### CONSIGNE
Résumez en deux phrases l'article sur l'effet Streisand.

##### TEXTE DE LA PAGE #####

Ian Lafrenière, les services secrets et Barbra Streisand

Il va falloir revoir sa conception du monde. En 2013, l’effet Streisand, ce n’est plus que le contrecoup sur un tympan des tonalités sonores de Warm All Over ou Happy Days Are Here Again. L’effet Streisand, c’est aussi un phénomène numérique et social bien de son temps qui se manifeste lors d’une tentative de censure, d’une poursuite judiciaire abusive en donnant du volume à un document que l’on cherche à faire disparaître ou à une déferlante de commentaires négatifs ciblant la personne, l’entreprise ou l’institution à l’origine de l’attaque.


L’actualité des derniers jours en a produit deux jolies illustrations : au Québec, avec la sombre histoire d’une photo d’art urbain partagée sur un réseau social et qui a valu une arrestation en règle à l’auteur du cliché ; en France, avec la tentative manquée de censure d’une page Wikipédia par les services secrets qui, tous deux, ont ramené le patronyme de la diva des États sur le devant de la scène.


Pourquoi Streisand ? Parce que c’est la chanteuse qui, bien malgré elle, a donné le « la » sur cette manifestation. C’était en 2003. Elle a voulu empêcher la diffusion d’une photo aérienne montrant sa résidence luxueuse de Malibu. Celle située sur la promenade Zumirez, pour être précis. Le cliché avait été pris par un photographe scientifique dans le cadre d’un projet de documentation de l’érosion de la côte (le California Coastal Records Project). Il aurait pu rester dans sa marge, mais la procédure judiciaire, en révélant son existence, a attiré le regard de millions d’internautes sur le site Pictopia où il avait été déposé. Visa le noir, tua le blanc, quoi.


Collage litigieux


C’est un peu ce qui s’est passé, la semaine dernière à Montréal après l’arrestation par le Service de police de la Ville de Montréal (SPVM) de Jennifer Pawluck, une jeune fille de 20 ans qui, quelques jours plus tôt, avait eu la mauvaise bonne idée de partager avec sa communauté numérique, par l’entremise du réseau Instagram, une photo prise dans la rue dans le quartier Hochelaga-Maisonneuve. L’image montrait un collage artistique posé sur un mur représentant le visage caricaturé de Ian Lafrenière, porte-parole du SPVM, devenu bête noire de la jeunesse au carré rouge depuis le printemps dernier, le front troué par ce qui pourrait être un projectile d’arme à feu.


Pas très poétique, il faut en convenir, la photographie, partagée entre amis dans un cercle numérique dont ils avaient sans doute oublié la nature publique, aurait pu conserver son caractère confidentiel et son mauvais goût pour elle. Sauf que, l’arrestation de la jeune fille, accusée d’avoir, par cette diffusion, harcelé un policier avec pour conséquence de lui faire « raisonnablement craindre pour sa sécurité », selon le mandat d’arrestation, a rapidement, dans les univers numériques, et avec des cris d’indignation, propulsé la photographie au-delà de ce petit groupe restreint.

##### ENTRÉES RÉPERTORIÉES #####

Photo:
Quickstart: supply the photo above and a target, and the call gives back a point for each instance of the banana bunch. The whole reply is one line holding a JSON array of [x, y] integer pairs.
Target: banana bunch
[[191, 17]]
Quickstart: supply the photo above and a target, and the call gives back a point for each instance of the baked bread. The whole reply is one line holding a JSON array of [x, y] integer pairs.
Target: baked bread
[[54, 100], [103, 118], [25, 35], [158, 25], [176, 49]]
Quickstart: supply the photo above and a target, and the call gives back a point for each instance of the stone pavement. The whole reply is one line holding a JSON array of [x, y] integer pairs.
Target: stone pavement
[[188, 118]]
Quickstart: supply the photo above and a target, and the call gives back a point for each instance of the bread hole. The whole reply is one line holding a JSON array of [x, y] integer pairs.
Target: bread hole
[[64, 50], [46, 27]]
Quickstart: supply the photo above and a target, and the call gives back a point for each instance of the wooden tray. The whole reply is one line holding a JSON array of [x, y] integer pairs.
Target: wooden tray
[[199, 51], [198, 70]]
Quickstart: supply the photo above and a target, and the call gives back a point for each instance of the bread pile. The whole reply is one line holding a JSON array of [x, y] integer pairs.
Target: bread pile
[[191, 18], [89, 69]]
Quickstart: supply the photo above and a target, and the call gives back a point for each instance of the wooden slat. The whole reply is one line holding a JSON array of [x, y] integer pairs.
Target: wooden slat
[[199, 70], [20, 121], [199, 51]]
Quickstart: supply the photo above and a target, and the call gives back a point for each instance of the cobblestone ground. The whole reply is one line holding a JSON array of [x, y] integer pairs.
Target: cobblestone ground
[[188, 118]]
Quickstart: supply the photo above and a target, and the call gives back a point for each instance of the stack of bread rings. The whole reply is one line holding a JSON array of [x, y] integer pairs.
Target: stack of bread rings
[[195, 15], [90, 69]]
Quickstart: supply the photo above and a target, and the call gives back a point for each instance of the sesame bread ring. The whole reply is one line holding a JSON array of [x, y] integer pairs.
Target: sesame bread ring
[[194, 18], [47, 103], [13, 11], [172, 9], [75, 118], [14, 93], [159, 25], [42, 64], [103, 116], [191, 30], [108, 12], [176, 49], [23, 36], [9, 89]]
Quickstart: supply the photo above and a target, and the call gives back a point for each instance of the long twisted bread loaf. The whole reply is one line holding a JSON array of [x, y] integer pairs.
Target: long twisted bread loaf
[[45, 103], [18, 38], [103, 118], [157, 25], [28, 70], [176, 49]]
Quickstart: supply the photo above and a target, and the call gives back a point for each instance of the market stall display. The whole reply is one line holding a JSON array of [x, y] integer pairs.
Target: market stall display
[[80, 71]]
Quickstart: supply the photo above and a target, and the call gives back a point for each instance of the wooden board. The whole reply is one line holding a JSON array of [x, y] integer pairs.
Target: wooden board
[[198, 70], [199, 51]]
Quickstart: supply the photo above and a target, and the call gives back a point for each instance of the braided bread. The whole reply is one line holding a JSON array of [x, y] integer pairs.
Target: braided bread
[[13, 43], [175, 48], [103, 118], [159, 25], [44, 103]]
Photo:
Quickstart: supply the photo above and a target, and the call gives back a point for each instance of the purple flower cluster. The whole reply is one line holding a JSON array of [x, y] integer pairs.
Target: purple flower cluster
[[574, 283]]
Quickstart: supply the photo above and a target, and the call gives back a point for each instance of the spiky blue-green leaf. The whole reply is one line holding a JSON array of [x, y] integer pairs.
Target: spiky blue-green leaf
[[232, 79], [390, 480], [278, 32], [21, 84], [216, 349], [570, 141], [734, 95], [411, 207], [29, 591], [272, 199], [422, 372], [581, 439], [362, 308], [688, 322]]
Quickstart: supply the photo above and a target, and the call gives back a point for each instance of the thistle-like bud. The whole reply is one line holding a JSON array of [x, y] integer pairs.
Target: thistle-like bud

#####

### CORRIGÉ
L'effet Streisand est un phénomène numérique et social par lequel une tentative de censure ou une poursuite judiciaire abusive donne du volume au document que l'on cherche à faire disparaître. Il doit son nom à Barbra Streisand, dont la procédure lancée en 2003 contre une photo aérienne de sa résidence de Malibu a attiré le regard de millions d'internautes ; à Montréal, l'arrestation par le SPVM de Jennifer Pawluck, qui avait partagé sur Instagram la photo d'un collage caricaturant le porte-parole Ian Lafrenière, a de même propulsé l'image au-delà de son petit groupe restreint.